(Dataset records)
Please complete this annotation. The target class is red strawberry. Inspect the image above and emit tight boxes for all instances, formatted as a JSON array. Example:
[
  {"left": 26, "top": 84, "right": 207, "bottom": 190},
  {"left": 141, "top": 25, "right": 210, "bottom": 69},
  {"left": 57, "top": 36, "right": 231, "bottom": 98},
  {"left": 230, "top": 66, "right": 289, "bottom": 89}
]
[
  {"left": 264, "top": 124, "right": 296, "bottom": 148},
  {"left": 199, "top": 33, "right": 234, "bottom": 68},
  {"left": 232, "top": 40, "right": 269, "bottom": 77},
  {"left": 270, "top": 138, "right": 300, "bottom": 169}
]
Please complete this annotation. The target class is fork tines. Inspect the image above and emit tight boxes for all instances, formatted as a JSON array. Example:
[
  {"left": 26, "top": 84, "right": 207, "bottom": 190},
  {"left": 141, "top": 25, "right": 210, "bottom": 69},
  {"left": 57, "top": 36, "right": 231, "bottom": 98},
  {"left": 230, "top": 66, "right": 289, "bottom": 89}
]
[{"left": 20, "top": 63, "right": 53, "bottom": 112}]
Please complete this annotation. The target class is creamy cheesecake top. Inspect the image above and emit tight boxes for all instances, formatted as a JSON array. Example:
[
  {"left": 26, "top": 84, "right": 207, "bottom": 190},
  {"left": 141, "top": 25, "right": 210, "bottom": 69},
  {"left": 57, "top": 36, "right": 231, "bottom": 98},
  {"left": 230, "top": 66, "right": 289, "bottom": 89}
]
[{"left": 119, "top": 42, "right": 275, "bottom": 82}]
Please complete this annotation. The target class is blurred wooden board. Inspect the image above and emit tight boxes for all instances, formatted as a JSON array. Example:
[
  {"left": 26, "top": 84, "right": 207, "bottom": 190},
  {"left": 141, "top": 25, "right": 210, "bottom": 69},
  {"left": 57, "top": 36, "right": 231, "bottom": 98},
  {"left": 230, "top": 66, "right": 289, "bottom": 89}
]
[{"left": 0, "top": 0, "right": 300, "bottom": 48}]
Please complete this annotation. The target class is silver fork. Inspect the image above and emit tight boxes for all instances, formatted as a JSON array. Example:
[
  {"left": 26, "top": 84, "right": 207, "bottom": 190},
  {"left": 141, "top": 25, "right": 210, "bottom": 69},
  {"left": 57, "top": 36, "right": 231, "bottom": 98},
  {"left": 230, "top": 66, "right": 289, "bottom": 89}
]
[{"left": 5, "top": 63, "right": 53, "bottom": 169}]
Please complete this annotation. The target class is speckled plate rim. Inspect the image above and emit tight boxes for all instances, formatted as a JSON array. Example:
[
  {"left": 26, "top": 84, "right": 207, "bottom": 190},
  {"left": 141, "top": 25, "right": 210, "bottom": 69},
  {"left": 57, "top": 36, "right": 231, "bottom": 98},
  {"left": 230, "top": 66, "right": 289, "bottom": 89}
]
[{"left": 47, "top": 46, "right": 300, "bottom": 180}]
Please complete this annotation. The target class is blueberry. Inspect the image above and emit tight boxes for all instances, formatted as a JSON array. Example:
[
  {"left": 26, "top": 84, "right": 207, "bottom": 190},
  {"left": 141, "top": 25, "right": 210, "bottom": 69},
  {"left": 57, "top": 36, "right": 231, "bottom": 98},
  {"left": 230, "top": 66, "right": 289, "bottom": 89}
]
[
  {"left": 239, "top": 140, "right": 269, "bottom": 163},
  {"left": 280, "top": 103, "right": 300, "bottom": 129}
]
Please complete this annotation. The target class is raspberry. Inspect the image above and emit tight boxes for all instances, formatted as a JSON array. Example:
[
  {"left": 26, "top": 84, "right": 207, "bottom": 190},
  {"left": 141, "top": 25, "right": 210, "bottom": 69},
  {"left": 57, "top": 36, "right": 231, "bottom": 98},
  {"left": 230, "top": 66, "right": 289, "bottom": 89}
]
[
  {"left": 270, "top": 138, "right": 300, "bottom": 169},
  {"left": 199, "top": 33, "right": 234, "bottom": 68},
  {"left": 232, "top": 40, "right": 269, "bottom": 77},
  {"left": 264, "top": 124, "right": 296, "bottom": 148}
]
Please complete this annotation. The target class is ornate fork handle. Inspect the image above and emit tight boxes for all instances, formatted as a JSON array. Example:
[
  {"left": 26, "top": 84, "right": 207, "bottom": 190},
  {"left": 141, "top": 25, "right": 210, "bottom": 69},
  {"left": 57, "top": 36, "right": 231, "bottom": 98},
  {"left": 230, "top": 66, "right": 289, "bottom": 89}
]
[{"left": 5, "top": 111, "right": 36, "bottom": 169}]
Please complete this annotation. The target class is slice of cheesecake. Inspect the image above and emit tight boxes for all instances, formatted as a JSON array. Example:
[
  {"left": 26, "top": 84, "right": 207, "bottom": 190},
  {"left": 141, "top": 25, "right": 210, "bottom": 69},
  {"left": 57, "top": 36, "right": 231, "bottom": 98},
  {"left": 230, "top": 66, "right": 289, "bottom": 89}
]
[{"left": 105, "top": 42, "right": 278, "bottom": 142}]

### EXERCISE AIM
Reproduce the lines of the items verbatim, beginning with the line that contains "Please complete this annotation. The target class is slice" and continuing through the end of the items.

### FULL ANSWER
Please complete this annotation. The target class is slice of cheesecake. Inspect the image above and emit tight boxes for all instances, formatted as a JSON array. Example:
[
  {"left": 26, "top": 84, "right": 207, "bottom": 190},
  {"left": 141, "top": 25, "right": 210, "bottom": 69},
  {"left": 57, "top": 36, "right": 231, "bottom": 98},
  {"left": 230, "top": 66, "right": 289, "bottom": 89}
]
[{"left": 105, "top": 42, "right": 278, "bottom": 142}]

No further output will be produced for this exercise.